▸ Text block
Man hunt? No, job hunt: Cressida Dick to be offered contract extension before exiting Met police
Home secretary Priti Patel is reportedly planning to offer Metropolitan police commissioner, Dame Cressida Dick, a contract extension as commissioner candidates run dry.
Dick’s successor will be tasked with overhauling Britain’s biggest police force after a string of controversies.
Although no final decisions have yet been made, sources from the Home Office told The Times that there was no clear candidate and so an extension was looking likely.
Patel has been looking for a commissioner who has significant experience in other forces outside of the capital.
Dick, whose five-year term will end in April, would like to continue in the role despite facing calls for resignation following the chaos at Sarah Everard’s vigil earlier this year.
Women gathered in Clapham in Everard’s memory, a woman who was raped and murdered by a Met police officer.
However, the vigil was abruptly stamped out by officers looking to enforce Covid-19 social distancing rules, which lead to women being pinned to the floor.
The force was also said to have “a form of institutional corruption” in June, by an independent panel investigating the unsolved murder of the private detective Daniel Morgan in 1987.
Then in July, the force’s security failures at Wembley Stadium during the Euro 2020 final sparked a mass of criticism.
The force’s problems had been “institutional” and that an outside figure would bring a “fresh pair of eyes”, the government sources said. However, “Options are still being discussed,” one source added.
National head of counterterrorism Neil Basu has been considered as the frontrunner behind Dick, but has spent his career at the Met.
Decision-makers have until the end of next month to decide their route to a new commissioner – to ensure there is plenty of time to find a replacement should Dick depart the helm at her original contract date or should the government’s position on the contract change.

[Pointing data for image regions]
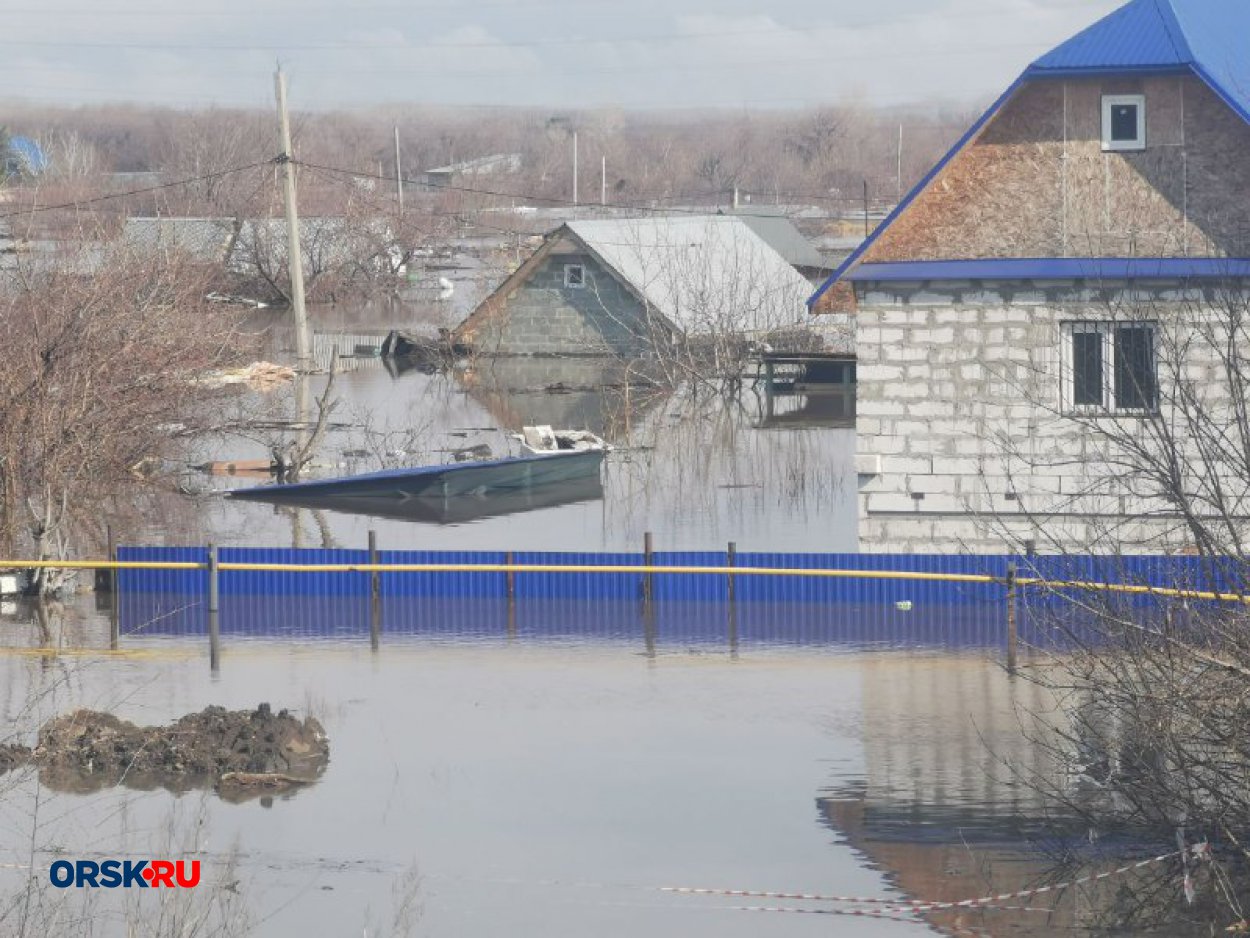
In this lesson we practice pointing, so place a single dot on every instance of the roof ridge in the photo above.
(1174, 29)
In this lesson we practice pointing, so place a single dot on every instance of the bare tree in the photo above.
(99, 382)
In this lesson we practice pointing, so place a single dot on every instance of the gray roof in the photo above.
(325, 242)
(779, 231)
(205, 239)
(703, 273)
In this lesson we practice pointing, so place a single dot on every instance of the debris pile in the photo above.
(259, 375)
(238, 752)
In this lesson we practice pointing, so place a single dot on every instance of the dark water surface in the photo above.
(696, 469)
(548, 786)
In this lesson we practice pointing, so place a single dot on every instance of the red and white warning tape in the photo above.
(913, 906)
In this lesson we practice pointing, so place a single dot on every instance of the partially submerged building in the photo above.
(633, 287)
(493, 165)
(1061, 279)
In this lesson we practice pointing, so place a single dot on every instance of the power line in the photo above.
(111, 196)
(531, 196)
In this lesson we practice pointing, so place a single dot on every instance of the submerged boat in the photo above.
(471, 478)
(454, 509)
(549, 460)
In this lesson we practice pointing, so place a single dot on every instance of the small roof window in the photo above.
(1124, 123)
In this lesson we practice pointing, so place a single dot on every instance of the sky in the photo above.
(633, 54)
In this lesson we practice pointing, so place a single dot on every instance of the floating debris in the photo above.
(241, 753)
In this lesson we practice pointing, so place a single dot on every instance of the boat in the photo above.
(545, 462)
(455, 509)
(544, 439)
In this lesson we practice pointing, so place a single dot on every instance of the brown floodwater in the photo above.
(548, 787)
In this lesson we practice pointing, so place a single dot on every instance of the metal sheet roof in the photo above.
(29, 154)
(1055, 269)
(703, 273)
(778, 230)
(1206, 38)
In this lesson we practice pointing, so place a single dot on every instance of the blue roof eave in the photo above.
(1033, 71)
(978, 269)
(916, 189)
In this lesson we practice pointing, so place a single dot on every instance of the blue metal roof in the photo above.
(1056, 269)
(1206, 38)
(28, 153)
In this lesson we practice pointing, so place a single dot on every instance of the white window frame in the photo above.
(1105, 329)
(1139, 141)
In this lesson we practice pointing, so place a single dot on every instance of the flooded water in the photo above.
(696, 470)
(549, 769)
(549, 786)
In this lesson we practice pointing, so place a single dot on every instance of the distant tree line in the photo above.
(819, 155)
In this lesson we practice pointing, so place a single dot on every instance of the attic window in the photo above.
(1124, 121)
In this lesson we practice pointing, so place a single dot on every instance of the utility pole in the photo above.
(294, 254)
(899, 179)
(399, 175)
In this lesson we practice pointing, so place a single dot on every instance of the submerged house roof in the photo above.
(24, 155)
(203, 239)
(779, 230)
(1206, 39)
(689, 274)
(698, 270)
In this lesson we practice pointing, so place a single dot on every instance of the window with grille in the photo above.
(1110, 367)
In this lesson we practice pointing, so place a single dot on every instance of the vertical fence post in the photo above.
(214, 624)
(648, 595)
(1011, 618)
(731, 562)
(648, 559)
(510, 590)
(375, 594)
(114, 618)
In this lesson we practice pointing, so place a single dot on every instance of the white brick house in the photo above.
(1055, 297)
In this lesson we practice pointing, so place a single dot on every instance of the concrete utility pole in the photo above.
(899, 179)
(399, 175)
(294, 254)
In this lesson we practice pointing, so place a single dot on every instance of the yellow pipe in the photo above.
(626, 568)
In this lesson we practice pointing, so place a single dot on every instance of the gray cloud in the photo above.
(558, 53)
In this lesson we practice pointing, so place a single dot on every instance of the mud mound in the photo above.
(239, 752)
(11, 757)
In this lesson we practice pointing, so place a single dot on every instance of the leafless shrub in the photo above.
(99, 385)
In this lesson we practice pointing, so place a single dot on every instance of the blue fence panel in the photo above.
(293, 582)
(811, 589)
(161, 612)
(581, 585)
(443, 584)
(690, 587)
(163, 580)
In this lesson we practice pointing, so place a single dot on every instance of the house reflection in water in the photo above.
(943, 807)
(808, 389)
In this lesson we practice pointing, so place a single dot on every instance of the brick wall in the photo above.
(961, 438)
(1036, 183)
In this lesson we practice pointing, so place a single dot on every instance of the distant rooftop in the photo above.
(1210, 38)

▸ Task
Write out the article on Cressida Dick's possible contract extension again in full, word for word.

▸ Finished task
Man hunt? No, job hunt: Cressida Dick to be offered contract extension before exiting Met police
Home secretary Priti Patel is reportedly planning to offer Metropolitan police commissioner, Dame Cressida Dick, a contract extension as commissioner candidates run dry.
Dick’s successor will be tasked with overhauling Britain’s biggest police force after a string of controversies.
Although no final decisions have yet been made, sources from the Home Office told The Times that there was no clear candidate and so an extension was looking likely.
Patel has been looking for a commissioner who has significant experience in other forces outside of the capital.
Dick, whose five-year term will end in April, would like to continue in the role despite facing calls for resignation following the chaos at Sarah Everard’s vigil earlier this year.
Women gathered in Clapham in Everard’s memory, a woman who was raped and murdered by a Met police officer.
However, the vigil was abruptly stamped out by officers looking to enforce Covid-19 social distancing rules, which lead to women being pinned to the floor.
The force was also said to have “a form of institutional corruption” in June, by an independent panel investigating the unsolved murder of the private detective Daniel Morgan in 1987.
Then in July, the force’s security failures at Wembley Stadium during the Euro 2020 final sparked a mass of criticism.
The force’s problems had been “institutional” and that an outside figure would bring a “fresh pair of eyes”, the government sources said. However, “Options are still being discussed,” one source added.
National head of counterterrorism Neil Basu has been considered as the frontrunner behind Dick, but has spent his career at the Met.
Decision-makers have until the end of next month to decide their route to a new commissioner – to ensure there is plenty of time to find a replacement should Dick depart the helm at her original contract date or should the government’s position on the contract change.